→ **Material for this exercise**:

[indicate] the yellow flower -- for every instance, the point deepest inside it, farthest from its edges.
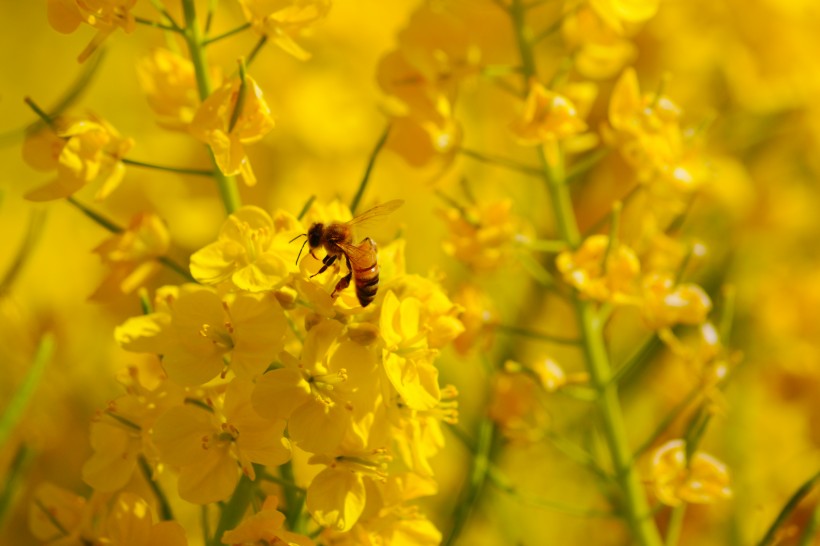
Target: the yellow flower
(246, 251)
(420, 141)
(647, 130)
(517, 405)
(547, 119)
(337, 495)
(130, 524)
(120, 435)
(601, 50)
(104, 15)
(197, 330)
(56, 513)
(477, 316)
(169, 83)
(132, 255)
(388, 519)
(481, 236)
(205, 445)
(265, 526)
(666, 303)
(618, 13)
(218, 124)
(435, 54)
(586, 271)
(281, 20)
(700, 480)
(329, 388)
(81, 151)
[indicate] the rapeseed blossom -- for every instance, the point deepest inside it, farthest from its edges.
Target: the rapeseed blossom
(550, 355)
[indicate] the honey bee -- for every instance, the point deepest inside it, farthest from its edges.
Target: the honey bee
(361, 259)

→ **Your goal**: Reproduce every one of the records above word for word, leaving out the pictures.

→ **Exercise solution**:
[indicate] the yellow flower -- for every instance, the point deepest inside it, farthest from its edges.
Target: the yellow flower
(246, 251)
(420, 141)
(647, 130)
(517, 405)
(547, 119)
(337, 495)
(130, 524)
(120, 435)
(601, 50)
(104, 15)
(197, 330)
(56, 513)
(477, 316)
(169, 83)
(132, 255)
(388, 519)
(481, 236)
(205, 445)
(265, 526)
(666, 303)
(618, 13)
(218, 124)
(435, 54)
(586, 271)
(281, 20)
(700, 480)
(329, 388)
(81, 151)
[indicate] the rapeseed blossom -- for every instance, the point deepest inside it, farthest from its edges.
Target: the rapeseed blossom
(550, 355)
[indicate] the honey bee -- for every instance, the point deepest inside it, farthest from its edges.
Target: the honey bee
(361, 259)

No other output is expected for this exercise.